### [ISTRUZIONI]
Riporti soltanto le righe dalla riga con "Each instance of the palm tree gets" a quella con "pixel 334 313", sostituendo "palm tree" con "date palm" e lasciando invariato tutto il resto.

### [RIGHE ESTRATTE]
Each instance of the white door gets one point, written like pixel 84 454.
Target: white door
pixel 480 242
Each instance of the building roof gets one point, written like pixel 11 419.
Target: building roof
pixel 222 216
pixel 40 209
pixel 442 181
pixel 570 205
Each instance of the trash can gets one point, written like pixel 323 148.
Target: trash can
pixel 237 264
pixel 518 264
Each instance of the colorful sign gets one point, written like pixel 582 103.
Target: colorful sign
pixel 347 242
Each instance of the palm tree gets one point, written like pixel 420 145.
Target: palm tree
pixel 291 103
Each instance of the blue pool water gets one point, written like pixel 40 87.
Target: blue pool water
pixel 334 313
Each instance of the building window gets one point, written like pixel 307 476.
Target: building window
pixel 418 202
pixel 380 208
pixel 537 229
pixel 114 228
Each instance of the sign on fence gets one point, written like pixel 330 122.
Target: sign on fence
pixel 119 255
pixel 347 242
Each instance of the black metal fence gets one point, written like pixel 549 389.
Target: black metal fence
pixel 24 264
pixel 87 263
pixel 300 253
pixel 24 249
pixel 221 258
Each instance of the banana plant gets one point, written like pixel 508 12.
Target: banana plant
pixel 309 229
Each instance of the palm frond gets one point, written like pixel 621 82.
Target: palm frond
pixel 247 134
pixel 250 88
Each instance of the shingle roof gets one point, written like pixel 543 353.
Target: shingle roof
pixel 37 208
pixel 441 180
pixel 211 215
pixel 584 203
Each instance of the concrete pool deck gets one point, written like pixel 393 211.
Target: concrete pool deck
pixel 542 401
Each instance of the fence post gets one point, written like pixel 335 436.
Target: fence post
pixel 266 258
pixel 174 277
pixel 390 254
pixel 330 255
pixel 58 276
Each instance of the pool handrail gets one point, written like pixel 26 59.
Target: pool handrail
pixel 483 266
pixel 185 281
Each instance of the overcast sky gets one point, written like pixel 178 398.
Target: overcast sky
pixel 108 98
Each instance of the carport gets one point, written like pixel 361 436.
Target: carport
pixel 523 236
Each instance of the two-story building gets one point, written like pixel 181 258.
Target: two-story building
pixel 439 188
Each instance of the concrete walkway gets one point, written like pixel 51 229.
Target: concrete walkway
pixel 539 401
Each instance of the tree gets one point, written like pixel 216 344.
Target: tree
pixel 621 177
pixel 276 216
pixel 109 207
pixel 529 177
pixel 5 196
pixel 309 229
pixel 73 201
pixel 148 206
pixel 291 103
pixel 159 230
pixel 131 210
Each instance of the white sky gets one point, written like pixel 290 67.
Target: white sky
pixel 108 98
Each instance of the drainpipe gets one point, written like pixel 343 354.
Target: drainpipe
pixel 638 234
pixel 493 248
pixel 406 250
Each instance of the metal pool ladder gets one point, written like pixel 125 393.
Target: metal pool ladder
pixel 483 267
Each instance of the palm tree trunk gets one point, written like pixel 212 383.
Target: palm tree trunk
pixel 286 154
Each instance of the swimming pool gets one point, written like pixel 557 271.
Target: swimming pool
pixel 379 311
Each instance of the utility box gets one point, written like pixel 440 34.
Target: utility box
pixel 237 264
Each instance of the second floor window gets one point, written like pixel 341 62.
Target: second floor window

...

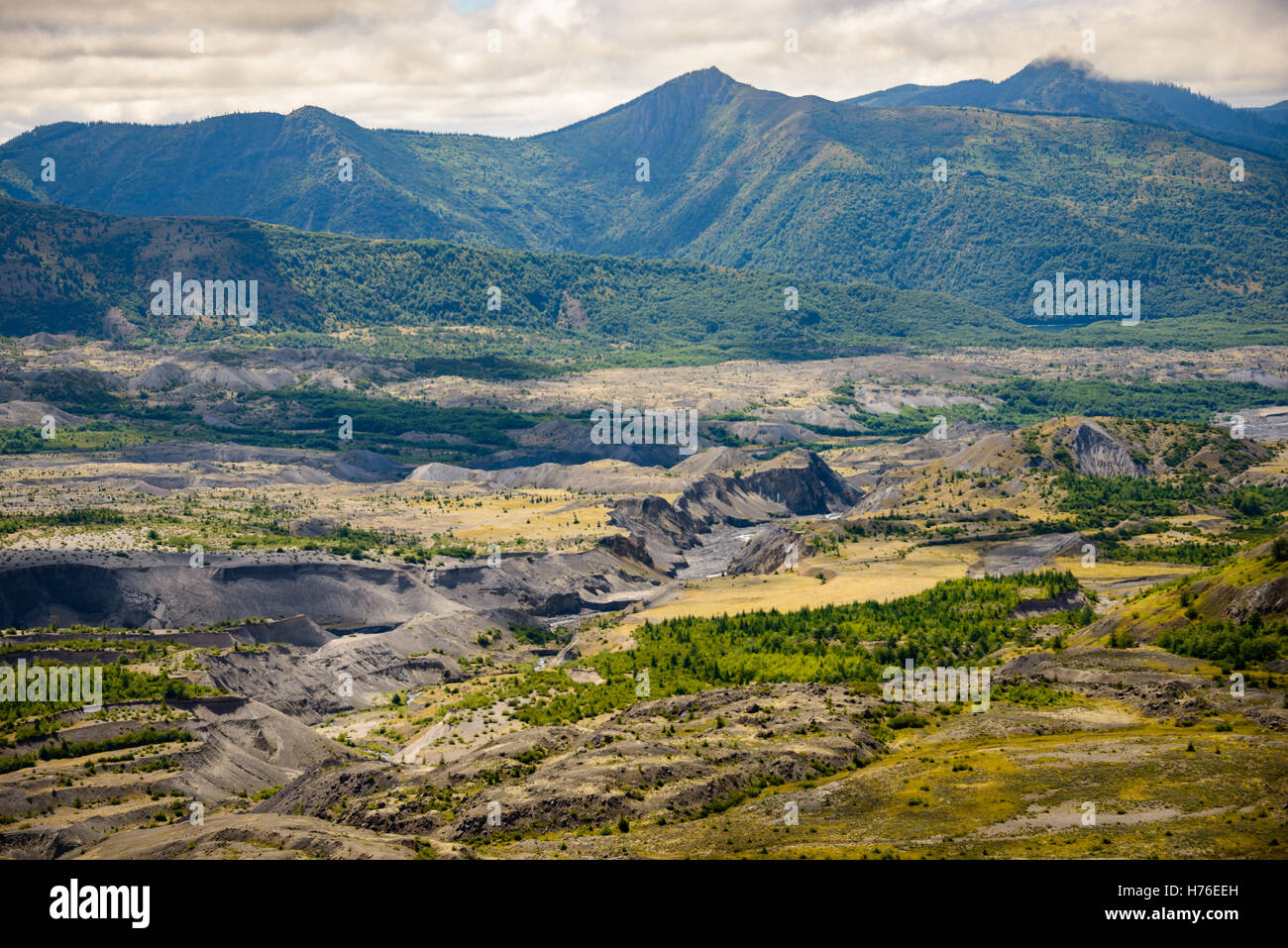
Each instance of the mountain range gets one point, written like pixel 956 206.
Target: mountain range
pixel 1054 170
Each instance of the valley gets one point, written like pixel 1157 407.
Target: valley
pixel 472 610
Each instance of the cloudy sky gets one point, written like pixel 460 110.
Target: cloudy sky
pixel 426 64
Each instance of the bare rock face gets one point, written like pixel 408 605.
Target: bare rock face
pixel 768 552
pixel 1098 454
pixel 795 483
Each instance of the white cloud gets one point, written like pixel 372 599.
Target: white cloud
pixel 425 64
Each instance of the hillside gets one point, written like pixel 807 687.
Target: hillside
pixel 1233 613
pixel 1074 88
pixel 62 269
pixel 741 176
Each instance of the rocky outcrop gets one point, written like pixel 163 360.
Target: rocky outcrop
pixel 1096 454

### [RISPOSTA FINALE]
Each instance of the date palm gets one point, written like pixel 420 145.
Target: date palm
pixel 291 103
Each instance of the blue pool water gets one point, written like pixel 40 87.
Target: blue pool water
pixel 334 313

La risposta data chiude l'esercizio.